*** Opening Provided text ***
According to Dr Wolke, parental anxiety is at its highest level amongst well-educated, middle-class parents. The new mother who lives in an urban area away from her own original family is more likely to believe what she reads or hears in the media than her own mother-in-law. "Her mother-in-law will have brought up the new mother's husband differently, so the new mother may decide to ignore her," he says.

At the same time, we parents are setting higher standards for our parenting than every before. We want our children to be healthier, harder working, more emotionally intelligent, more computer-literate, more confident, more ethical and higher achieving than any generation before. We see ourselves as moulding our children into beings that will reflect well on us.

Even Senator Hilary Clinton isn't immune to the trend. When her daughter Chelsea left home for college, Hilary told an interviewer that she wondered if she'd made the most of "every minute" to prepare her daughter for the challenges ahead. Come on. Parenting isn't an episode of The West Wing.

Should parents really be "on message" every minute of their child's life? And if so, where's the room for the fun, the unexpected and the unpredictable? When parents are constantly measuring their children against a mental checklist of developmental issues, how can a child have any sense of his or her own unique destiny?

Steven Pinker, an evolutionary biologist and thinker, looks at the issue of ambitious parenting in his latest book, The Blank Slate: Denying Human Nature in Modern Life (Allen Lane, £25 sterling), published this week.

Many parents continue to believe the 19th and early 20th century view that their babies are born as "blank slates", on which parents must inscribe all the positive programming for a healthy and intelligent mind. They may buy into Freudian notions that parents form their children's subconscious worlds for good or ill.

Rubbish. Babies come into the world already pre-programmed to some degree.

The nature v nurture debate is a complex one, but, as Pinker explains, genetics probably set the stage for about 50 per cent of a child's personality. That doesn't mean the child is programmed like a robot, merely that the child comes into the world with certain tendencies to be more anxious or less, to sleep more or less, to be more or less friendly, to be more or less adventurous, and so on. Studies of twins separated at birth show that even when the twins grow up in strikingly different families, they still grow into adults with similar characteristics.

SO IF you have an anxious or shy child or "bold" or brazen child, maybe you should stop blaming yourself and start accepting your child for he or she is. That doesn't stop you thinking of ways to help your child feel a little less anxious or shy, if anxiety and fear are limiting your child's life. It doesn't mean that you stop trying to instil ethical values by example. But it does mean that you shouldn't beat yourself up every time one of your children has a problem.
*** Closing Provided text ***
*** Opening Supplied data ***
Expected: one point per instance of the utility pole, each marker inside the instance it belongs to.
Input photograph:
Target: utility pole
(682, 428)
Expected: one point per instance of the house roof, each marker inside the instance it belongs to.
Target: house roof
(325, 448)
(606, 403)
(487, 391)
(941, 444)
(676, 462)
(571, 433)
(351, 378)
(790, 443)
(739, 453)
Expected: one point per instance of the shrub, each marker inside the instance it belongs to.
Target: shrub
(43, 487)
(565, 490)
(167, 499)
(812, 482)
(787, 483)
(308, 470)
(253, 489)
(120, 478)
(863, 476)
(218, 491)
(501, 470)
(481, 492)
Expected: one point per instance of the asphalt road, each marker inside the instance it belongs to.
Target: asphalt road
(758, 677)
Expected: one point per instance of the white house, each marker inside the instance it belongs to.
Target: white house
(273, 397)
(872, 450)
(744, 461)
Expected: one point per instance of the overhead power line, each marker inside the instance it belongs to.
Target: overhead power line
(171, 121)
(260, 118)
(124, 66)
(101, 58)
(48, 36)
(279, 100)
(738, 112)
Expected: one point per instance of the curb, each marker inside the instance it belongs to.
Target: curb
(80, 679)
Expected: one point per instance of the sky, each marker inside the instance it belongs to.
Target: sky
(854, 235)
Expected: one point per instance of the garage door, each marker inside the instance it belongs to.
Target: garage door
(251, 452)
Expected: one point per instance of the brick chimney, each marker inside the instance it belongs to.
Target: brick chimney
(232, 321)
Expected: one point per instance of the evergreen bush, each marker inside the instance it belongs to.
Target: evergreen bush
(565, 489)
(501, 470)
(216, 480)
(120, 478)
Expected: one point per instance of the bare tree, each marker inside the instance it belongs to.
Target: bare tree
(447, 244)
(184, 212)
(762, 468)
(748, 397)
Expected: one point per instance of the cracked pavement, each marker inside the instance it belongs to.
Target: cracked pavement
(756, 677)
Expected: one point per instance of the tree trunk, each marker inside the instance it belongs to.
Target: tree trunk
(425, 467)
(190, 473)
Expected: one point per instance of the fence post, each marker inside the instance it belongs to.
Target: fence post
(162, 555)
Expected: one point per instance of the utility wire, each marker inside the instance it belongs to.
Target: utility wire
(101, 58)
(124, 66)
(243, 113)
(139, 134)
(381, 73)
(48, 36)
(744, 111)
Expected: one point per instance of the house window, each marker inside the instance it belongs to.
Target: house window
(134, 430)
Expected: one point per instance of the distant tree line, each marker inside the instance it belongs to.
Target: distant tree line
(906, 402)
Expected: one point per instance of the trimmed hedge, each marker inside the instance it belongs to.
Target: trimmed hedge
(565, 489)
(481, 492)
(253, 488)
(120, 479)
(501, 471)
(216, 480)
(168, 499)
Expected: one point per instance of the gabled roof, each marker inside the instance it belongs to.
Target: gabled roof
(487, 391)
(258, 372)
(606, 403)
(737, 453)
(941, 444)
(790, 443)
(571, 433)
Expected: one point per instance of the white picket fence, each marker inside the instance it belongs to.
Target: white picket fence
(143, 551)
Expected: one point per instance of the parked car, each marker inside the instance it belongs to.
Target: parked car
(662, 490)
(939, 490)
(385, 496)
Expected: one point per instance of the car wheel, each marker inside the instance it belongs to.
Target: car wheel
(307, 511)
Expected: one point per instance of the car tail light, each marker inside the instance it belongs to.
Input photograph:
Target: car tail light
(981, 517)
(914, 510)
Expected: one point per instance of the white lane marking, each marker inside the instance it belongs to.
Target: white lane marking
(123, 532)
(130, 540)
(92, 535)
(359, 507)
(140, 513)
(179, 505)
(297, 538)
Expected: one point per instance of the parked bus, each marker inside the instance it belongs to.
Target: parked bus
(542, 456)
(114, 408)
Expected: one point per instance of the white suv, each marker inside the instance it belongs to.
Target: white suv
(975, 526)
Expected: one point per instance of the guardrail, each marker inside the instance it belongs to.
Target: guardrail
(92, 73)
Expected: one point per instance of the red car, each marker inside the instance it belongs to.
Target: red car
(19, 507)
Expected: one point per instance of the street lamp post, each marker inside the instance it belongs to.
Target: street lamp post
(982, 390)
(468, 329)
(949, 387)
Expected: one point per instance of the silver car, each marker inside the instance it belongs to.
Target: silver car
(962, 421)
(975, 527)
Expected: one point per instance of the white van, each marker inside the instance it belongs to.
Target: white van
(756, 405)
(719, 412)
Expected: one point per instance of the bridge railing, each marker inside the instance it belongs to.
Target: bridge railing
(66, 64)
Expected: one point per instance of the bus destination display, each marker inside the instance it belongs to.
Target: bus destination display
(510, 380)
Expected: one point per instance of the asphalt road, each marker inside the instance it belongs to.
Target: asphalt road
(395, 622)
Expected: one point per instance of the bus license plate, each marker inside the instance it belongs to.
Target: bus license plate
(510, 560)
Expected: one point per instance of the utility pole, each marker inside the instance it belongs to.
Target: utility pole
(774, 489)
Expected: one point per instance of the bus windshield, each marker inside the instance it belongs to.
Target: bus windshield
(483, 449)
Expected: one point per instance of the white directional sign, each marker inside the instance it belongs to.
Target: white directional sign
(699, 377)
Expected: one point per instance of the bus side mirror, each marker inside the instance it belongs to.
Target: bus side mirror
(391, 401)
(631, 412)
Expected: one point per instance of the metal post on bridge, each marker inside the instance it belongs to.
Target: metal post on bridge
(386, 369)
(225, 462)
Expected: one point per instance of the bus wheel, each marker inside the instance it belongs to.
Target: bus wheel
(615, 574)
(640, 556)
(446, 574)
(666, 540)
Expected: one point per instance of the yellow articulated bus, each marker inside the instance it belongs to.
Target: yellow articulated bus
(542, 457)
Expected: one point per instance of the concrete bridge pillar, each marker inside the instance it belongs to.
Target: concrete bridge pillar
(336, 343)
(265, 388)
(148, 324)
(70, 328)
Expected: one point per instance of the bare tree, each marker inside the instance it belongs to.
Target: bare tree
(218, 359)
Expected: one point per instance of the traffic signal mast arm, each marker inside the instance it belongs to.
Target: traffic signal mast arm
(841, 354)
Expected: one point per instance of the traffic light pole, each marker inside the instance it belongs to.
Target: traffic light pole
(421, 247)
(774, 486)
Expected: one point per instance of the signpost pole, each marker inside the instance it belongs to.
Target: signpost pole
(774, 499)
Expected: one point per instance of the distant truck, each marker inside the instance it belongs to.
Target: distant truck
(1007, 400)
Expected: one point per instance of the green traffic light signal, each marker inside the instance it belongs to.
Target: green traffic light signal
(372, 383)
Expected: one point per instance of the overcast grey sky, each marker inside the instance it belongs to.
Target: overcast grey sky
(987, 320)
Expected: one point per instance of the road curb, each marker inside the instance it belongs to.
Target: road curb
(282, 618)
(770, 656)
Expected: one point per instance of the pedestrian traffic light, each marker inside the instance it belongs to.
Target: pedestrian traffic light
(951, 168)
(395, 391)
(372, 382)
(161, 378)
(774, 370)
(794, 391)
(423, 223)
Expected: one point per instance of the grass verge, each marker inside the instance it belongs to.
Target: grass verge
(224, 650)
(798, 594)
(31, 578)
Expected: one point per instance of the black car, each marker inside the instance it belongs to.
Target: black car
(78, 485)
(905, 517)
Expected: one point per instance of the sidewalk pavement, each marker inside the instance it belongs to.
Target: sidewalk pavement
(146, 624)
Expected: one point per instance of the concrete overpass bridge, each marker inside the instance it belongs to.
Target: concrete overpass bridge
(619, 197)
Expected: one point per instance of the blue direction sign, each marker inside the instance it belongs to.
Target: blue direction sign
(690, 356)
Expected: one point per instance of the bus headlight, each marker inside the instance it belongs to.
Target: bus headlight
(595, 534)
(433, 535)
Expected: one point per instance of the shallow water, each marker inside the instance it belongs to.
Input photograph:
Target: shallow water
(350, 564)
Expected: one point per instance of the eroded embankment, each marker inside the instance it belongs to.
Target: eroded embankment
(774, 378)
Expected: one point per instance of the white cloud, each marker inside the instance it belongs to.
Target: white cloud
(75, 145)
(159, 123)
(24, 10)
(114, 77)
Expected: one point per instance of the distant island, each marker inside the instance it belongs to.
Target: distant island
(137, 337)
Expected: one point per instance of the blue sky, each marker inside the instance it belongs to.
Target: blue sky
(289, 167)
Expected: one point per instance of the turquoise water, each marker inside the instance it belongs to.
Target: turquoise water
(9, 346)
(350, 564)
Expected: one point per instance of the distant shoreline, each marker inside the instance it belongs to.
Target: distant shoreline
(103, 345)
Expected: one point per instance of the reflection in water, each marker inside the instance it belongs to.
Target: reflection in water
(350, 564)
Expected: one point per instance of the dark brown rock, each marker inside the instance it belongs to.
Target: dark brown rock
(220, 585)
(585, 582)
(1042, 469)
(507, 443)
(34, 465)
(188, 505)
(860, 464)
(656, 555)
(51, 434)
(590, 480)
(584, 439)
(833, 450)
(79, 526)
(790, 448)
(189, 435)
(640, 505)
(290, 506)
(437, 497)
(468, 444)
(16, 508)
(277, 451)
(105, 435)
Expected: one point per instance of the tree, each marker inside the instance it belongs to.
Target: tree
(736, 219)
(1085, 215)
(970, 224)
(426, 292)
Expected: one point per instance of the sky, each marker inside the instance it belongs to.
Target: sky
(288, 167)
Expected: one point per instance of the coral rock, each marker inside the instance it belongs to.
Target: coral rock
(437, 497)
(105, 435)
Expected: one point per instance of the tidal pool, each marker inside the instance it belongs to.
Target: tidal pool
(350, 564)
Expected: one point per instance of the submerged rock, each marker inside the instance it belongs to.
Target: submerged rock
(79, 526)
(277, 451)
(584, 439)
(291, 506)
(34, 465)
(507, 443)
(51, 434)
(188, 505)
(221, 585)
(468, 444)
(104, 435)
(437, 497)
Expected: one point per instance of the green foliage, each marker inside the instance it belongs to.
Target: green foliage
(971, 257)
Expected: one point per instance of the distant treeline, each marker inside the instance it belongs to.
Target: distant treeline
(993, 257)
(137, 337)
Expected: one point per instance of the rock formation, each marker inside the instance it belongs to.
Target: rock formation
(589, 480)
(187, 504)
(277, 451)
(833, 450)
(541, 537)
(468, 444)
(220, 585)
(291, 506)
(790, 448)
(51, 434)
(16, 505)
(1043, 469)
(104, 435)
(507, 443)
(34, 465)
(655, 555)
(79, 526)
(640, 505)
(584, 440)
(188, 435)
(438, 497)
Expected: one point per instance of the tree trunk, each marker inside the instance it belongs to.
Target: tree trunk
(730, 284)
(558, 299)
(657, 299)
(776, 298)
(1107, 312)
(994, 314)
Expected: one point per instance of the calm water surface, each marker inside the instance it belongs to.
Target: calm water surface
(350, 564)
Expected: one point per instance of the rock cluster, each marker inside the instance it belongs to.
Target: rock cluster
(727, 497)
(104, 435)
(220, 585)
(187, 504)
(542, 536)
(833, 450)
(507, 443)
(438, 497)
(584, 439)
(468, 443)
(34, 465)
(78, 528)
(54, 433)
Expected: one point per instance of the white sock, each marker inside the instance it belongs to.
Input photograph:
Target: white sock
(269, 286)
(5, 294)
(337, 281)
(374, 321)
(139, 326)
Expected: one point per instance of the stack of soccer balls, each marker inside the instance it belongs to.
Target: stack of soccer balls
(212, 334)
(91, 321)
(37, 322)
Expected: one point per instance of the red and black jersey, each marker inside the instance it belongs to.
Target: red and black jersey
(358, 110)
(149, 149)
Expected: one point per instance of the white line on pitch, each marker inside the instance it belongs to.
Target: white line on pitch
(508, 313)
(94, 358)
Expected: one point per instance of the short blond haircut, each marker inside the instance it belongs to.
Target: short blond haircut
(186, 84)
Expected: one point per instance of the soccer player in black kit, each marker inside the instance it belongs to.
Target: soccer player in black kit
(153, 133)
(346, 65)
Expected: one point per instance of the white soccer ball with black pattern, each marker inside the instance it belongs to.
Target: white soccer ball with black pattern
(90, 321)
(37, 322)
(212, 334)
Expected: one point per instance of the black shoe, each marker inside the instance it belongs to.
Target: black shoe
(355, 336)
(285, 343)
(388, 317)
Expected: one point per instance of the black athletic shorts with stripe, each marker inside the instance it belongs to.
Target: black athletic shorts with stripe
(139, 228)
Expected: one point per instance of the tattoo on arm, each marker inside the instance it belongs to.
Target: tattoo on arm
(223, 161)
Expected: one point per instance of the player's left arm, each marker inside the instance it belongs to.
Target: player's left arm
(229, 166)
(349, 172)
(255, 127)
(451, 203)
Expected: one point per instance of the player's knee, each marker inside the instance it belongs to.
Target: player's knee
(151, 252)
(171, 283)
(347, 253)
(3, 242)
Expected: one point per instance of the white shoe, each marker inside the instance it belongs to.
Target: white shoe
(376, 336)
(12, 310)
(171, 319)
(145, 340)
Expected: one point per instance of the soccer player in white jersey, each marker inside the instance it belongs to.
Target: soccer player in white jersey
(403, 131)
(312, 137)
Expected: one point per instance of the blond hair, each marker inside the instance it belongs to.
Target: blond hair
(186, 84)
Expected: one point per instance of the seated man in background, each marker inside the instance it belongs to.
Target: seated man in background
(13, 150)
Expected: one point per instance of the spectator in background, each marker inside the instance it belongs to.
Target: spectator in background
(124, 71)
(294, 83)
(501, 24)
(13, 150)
*** Closing Supplied data ***
● **Your tasks**
- a) In the parenting article, about what share of a child's personality do genetics probably set the stage for, according to Pinker?
- b) From the parenting article, extract everything from "Should parents really" down to "own unique destiny?".

● **Task-by-task outputs**
- a) About 50 percent.

- b)
Should parents really be "on message" every minute of their child's life? And if so, where's the room for the fun, the unexpected and the unpredictable? When parents are constantly measuring their children against a mental checklist of developmental issues, how can a child have any sense of his or her own unique destiny?